● **Work instructions**: Please give back only the lines below from the one containing "Would you mind pointing to the dark" to the one containing "Would you mind pointing to the shrub-covered", each repeated word for word, both ends included.

● **Provided data**:
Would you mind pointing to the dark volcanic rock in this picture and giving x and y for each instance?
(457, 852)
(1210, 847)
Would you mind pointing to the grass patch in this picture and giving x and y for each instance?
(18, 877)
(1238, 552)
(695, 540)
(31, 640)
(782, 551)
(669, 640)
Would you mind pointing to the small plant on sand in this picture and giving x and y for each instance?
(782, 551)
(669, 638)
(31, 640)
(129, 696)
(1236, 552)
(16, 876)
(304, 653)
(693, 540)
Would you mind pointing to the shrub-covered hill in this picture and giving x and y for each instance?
...
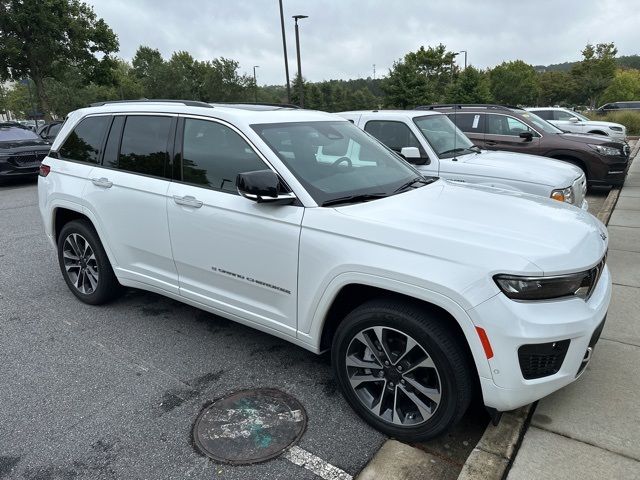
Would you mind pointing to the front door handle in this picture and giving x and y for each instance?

● **Task result**:
Would you mind pointing to the dark volcanic rock in this picture and giving x and y for each instance?
(457, 852)
(1210, 847)
Would you mind pointing to the grass patch in this picture and giving x and y for each instance?
(18, 877)
(1238, 552)
(695, 540)
(31, 640)
(782, 551)
(669, 640)
Would you mind pointing to the small plant on sand in this picture and giving x and y for each instance?
(782, 551)
(669, 638)
(31, 640)
(129, 696)
(1236, 552)
(16, 876)
(304, 653)
(693, 540)
Would you mind pointing to the shrub-covered hill in this picture and giving x and y for each instance?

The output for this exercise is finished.